Start of Task inputs

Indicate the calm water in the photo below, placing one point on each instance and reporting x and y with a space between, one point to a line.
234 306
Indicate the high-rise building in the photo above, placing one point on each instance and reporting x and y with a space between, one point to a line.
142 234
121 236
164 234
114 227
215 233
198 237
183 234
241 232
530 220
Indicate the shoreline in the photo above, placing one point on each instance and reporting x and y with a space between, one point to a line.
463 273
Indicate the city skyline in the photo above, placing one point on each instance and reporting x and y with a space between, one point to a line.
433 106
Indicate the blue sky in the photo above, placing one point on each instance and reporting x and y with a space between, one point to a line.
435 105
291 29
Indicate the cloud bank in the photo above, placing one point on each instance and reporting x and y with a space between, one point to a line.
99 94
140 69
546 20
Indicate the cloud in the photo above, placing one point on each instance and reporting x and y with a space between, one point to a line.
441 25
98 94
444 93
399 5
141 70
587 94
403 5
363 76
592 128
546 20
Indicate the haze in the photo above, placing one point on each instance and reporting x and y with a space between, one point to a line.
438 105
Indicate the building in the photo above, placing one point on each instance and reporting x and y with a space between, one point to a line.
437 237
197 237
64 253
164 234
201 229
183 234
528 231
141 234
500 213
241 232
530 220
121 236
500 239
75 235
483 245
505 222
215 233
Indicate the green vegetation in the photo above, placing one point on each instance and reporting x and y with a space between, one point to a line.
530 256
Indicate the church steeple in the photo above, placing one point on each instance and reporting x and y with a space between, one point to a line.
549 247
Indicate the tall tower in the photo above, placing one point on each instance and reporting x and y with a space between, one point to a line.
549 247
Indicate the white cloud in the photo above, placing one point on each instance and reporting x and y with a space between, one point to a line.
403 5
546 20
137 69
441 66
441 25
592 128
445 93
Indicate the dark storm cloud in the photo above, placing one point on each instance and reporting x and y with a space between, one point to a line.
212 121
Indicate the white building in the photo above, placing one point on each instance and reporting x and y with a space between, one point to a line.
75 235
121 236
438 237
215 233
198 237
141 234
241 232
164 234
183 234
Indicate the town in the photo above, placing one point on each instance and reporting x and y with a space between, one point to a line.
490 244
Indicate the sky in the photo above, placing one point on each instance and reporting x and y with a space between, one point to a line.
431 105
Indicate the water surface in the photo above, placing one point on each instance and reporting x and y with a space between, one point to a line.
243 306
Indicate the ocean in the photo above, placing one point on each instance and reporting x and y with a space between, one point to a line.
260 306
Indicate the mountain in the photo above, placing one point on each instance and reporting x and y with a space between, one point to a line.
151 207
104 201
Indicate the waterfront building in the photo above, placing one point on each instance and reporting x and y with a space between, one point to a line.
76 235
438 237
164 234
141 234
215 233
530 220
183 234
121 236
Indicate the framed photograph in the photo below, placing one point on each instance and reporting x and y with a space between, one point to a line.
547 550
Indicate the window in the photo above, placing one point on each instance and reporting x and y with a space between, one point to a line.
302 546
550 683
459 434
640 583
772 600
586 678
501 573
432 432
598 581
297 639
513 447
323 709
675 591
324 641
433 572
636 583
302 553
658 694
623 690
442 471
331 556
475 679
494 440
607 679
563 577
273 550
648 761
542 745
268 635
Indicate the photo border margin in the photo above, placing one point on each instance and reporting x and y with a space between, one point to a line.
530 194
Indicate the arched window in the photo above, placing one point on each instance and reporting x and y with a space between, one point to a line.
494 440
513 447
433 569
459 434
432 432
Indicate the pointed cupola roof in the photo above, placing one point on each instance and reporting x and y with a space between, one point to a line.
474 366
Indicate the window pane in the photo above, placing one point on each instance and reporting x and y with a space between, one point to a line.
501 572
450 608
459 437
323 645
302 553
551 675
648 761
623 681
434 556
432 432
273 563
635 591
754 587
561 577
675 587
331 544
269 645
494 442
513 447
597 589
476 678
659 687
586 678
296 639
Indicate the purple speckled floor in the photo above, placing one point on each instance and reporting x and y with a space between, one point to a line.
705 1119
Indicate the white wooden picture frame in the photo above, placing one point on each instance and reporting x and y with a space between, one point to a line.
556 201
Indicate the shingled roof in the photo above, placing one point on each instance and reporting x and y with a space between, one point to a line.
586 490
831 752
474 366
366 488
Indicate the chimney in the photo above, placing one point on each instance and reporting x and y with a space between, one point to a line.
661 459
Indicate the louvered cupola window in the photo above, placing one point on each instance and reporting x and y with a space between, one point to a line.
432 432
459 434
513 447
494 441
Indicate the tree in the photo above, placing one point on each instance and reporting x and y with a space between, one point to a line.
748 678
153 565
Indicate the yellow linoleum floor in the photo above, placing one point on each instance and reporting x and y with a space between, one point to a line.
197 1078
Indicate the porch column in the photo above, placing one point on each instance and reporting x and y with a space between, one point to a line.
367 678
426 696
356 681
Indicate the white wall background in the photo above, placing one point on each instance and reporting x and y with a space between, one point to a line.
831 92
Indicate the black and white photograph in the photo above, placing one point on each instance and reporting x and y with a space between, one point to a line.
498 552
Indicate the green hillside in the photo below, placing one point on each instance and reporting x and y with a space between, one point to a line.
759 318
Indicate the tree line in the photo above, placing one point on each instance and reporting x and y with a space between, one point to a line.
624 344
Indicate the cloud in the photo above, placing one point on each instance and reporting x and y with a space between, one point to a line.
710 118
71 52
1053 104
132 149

End of Task inputs

Task brief: Rewrite every one of the items above with "Mark" substituted for each occurrence of "Indicate", leaving all other text unchanged.

Answer to this exercise:
Mark the calm water in the photo below, placing one point on each instance and reporting x and y with a space between, one point to a line.
234 306
Mark the high-rise building in the photo above, placing one point on each instance and reporting x and y with a space between, one point to a line.
142 234
121 236
164 234
114 227
215 233
198 237
183 234
241 232
530 220
Mark the shoreline in the photo above, placing one point on each instance and reporting x and y with a space between, one point to a line.
463 273
Mark the city skyline in the photo above, placing one point on each instance and reporting x and y with a space between, one point to a line.
433 106
Mark the blue sky in the photo above, placing one point on each instance and reporting x and y with a space between, one point to a line.
435 105
291 29
Mark the cloud bank in the photo above, placing one point on each instance and reporting x and y with a space between, one point to a line.
99 94
140 69
546 20
Mark the cloud in the photo above, placing one point on each instance and reporting x and y with a space between, one point to a line.
441 25
98 94
444 93
399 5
141 70
587 94
403 5
363 76
592 128
546 20
Mark the haze in the photo above, placing one point on each instance and reporting x and y with a space between, one point to a line.
438 105
Mark the building in the photo above, placing one point on each instance and reporting x and y with a space between, one point to a line.
437 237
197 237
64 253
164 234
201 229
183 234
528 231
141 234
500 213
241 232
530 220
121 236
500 239
75 235
483 245
505 222
215 233
Mark the green vegetation in the photo above, placing one point on each instance and reporting x and y with a space between, one point to a line.
530 256
Mark the church steeple in the photo above, placing one point on each instance and reporting x and y with a space between, one point to a line.
549 247
Mark the tall tower in the photo above, placing one point on each instance and reporting x and y with a space between, one point to a line.
549 247
Mark the white cloud in the photo above, placing one point on each instance and reporting x and y with a space between, one point to a line.
403 5
546 20
137 69
441 66
441 25
592 128
445 93
Mark the dark storm cloud in the photo above, placing one point on each instance and reporting x and y with a space between, one point to a line.
212 121
Mark the white building in the photo above, placing one point on each instance and reporting x and y with a space between, one point to a line.
75 235
121 236
438 237
215 233
198 237
141 234
241 232
164 234
183 234
Mark the town in the photo above, placing one point on each instance and reporting x and y with a space between, one point to a line.
490 244
Mark the sky in the photo above, placing one point on each instance and reporting x and y with a space between, one point to a line.
431 105
Mark the water surface in the photo above, placing one point on each instance and reporting x and y with a space between, one point to a line.
243 306
Mark the ocean in the photo above, placing one point on each instance and reporting x and y with a space between, one point to a line.
260 306
Mark the mountain in the photo above, placing one point on each instance and reporting x and y with a space between, one point to a line.
151 207
104 201
Mark the waterfront building in the photo above, placing one point on each instance and reporting x and y with a space between, one point to a line.
76 235
438 237
164 234
141 234
215 233
530 220
183 234
121 236
Mark the framed photograph in the photo below, placing one point on each instance and reporting x and y with a space between, one point to a line.
547 550
Mark the window in the photo above, placing one point on each instance and reporting x and y with a space between, one point to a line.
302 546
550 683
459 434
640 583
772 600
586 678
501 573
432 432
598 581
297 639
513 447
323 709
675 591
324 641
433 572
636 583
302 553
658 694
623 690
442 471
331 556
475 679
494 440
607 679
563 577
273 550
648 761
542 745
268 635
Mark the photo border margin in the photo above, placing one point on each instance and reporting x and y with a space between, one point to a line.
530 194
Mark the arched window in the photo above, placing one point on each instance and reporting x and y with a space between, one point to a line.
494 440
513 447
433 569
459 434
432 432
Mark the pointed cupola roof in the photo above, placing one point on each instance and reporting x and y with a space between, one point to a line.
474 366
Mark the window pane in the photo above, placing one point on each instance and reporting x and y with a space between, one point to a line.
501 572
450 608
459 437
323 645
302 553
551 675
648 761
623 681
434 556
432 432
273 563
635 591
754 587
561 577
675 587
331 544
269 645
494 442
513 447
597 589
476 678
659 687
586 678
296 639
Mark the purple speckled floor in the photo above, placing one point on each instance and reporting x and y with a space between, one point to a line.
705 1119
Mark the white wooden picture frame in the photo above, placing one point on each instance and reporting x and y with a space between, one point to a line.
556 201
Mark the shingled roof in the photo above, placing one point on each instance and reporting x and y with a space between, one point to a line.
586 490
831 752
474 366
366 488
Mark the chimney in the photo above, placing one point on each instance and reporting x and y with a space between, one point to a line.
661 459
Mark the louvered cupola window in the photo above, placing one point on each instance and reporting x and y with a space between, one point to a line.
432 432
459 434
513 447
494 441
Mark the tree in the photo above, placing one point on each instance and reporting x and y with a space between, one point to a line.
748 678
153 565
Mark the yellow linoleum floor in the photo above, placing one point on each instance and reporting x and y with a space between, one point to a line.
197 1078
Mark the porch column in the photo above, placing one point on each instance and reporting x and y with a space between, one point to a line.
367 678
426 696
356 681
Mark the white wall background in the photo above, placing one point on each instance and reporting x and y with a space between, one point to a line.
831 92
Mark the black and white photograph in the photo above, placing one point on each instance and reporting x and y with a space between, one point to a line.
498 552
Mark the green hillside in the photo below, placing one point on each instance and reporting x and y with a space between, one point to a line.
759 318
Mark the tree line in the photo above, placing one point on each instance and reporting x and y with a space between, one point to a line.
624 344
Mark the cloud in the photo above, placing one point on each instance and reporting x and y with a space between, one point to a line.
710 118
71 52
1053 104
132 149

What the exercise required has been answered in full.